▶ Exercise requirements: Render every line of the material below as a numbered list, leaving out any blank lines.

▶ Available records:
.....
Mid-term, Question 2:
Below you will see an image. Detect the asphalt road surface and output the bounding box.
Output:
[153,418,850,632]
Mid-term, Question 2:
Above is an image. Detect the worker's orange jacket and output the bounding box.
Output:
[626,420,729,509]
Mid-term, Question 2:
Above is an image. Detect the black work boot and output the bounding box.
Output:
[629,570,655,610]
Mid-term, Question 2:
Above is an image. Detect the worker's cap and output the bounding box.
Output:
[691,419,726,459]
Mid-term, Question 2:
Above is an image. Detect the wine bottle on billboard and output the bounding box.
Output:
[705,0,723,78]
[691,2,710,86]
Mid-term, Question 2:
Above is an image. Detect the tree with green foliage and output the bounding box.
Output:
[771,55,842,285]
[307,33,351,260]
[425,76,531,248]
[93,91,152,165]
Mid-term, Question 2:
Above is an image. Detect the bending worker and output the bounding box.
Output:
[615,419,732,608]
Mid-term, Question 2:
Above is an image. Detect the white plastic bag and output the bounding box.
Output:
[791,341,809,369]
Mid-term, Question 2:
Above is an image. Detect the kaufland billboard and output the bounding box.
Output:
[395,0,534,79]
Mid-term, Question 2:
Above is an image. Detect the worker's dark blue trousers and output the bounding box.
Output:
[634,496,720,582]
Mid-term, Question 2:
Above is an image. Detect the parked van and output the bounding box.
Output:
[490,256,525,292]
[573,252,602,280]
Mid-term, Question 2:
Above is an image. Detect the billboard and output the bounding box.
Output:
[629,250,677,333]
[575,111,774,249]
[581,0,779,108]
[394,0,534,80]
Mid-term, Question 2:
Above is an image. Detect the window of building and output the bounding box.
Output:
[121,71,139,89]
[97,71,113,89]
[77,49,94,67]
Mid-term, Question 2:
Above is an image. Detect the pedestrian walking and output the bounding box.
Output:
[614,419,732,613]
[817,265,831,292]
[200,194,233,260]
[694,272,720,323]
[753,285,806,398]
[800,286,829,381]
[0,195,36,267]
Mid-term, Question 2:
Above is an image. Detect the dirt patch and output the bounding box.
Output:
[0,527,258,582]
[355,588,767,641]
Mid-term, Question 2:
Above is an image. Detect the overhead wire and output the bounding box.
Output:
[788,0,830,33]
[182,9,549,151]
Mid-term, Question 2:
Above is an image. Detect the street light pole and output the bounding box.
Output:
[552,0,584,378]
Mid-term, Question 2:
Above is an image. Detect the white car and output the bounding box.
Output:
.....
▶ Answer to this exercise:
1. Mid-term, Question 2:
2. Below you will see an image. Detect the asphalt road surface and output the bounding box.
3. Output:
4. [153,418,850,632]
5. Mid-term, Question 2:
6. Above is an image. Detect the worker's orange jacket and output the bounding box.
7. Output:
8. [626,420,729,509]
9. Mid-term, Question 2:
10. Above is an image. Detect the black work boot and output the bounding box.
11. Output:
12. [629,570,655,610]
13. Mid-term, Question 2:
14. Above is an image. Detect the worker's cap and output the bounding box.
15. Output:
16. [691,419,726,459]
17. Mid-term, Question 2:
18. Above is an image. Detect the wine bottle on billboard and output the bounding box.
19. Output:
20. [705,0,723,78]
21. [691,2,710,86]
22. Mid-term, Question 2:
23. Above is an image. Detect the tree with green foliage and output the bounding box.
24. Output:
25. [771,55,842,285]
26. [307,33,351,260]
27. [425,76,531,248]
28. [93,91,152,165]
29. Mid-term, Question 2:
30. Above is an image. Detect the bending worker and output the bounding box.
31. Output:
32. [615,419,732,608]
33. Mid-term, Question 2:
34. Above is an image. Detect the white plastic bag and output the bounding box.
35. Output:
36. [791,341,809,369]
37. Mid-term, Question 2:
38. Above is an image. Detect the kaufland billboard and output the bounding box.
39. Output:
40. [395,0,534,79]
41. Mid-term, Question 2:
42. Above is an image. Detect the worker's dark blue trousers and output the bounding box.
43. Output:
44. [634,496,720,582]
45. Mid-term, Question 2:
46. Above is an image. Detect the parked van and output the bounding box.
47. Output:
48. [490,256,525,292]
49. [573,252,602,280]
50. Mid-term, Question 2:
51. Above is an image. Detect the billboard and output the bounding box.
52. Output:
53. [629,250,677,333]
54. [575,111,774,249]
55. [581,0,779,108]
56. [394,0,534,80]
57. Mid-term, Question 2:
58. Above is an image. Detect the window of building and output the bounding box.
59. Output:
60. [121,71,139,89]
61. [97,71,113,89]
62. [77,49,94,67]
63. Mid-term, Question 2:
64. Above is an image. Detect the pedestrian walking and output the bounding box.
65. Output:
66. [614,419,732,613]
67. [817,265,831,292]
68. [200,194,233,260]
69. [694,272,720,323]
70. [753,285,806,398]
71. [800,286,829,381]
72. [0,195,36,267]
73. Mid-term, Question 2:
74. Above is an image. Detect the dirt patch and output the bounding box.
75. Output:
76. [0,527,258,582]
77. [355,588,767,641]
78. Mid-term, Question 2:
79. Above is an image. Detect the overhead wire and output the bounding box.
80. Output:
81. [788,0,830,33]
82. [182,9,549,151]
83. Mid-term, Question 2:
84. Above is an image. Detect the street light pole and output the bounding box.
85. Output:
86. [552,0,584,378]
87. Mid-term, Question 2:
88. Above is an image. Detect the white car and output the bounding box.
89. Output:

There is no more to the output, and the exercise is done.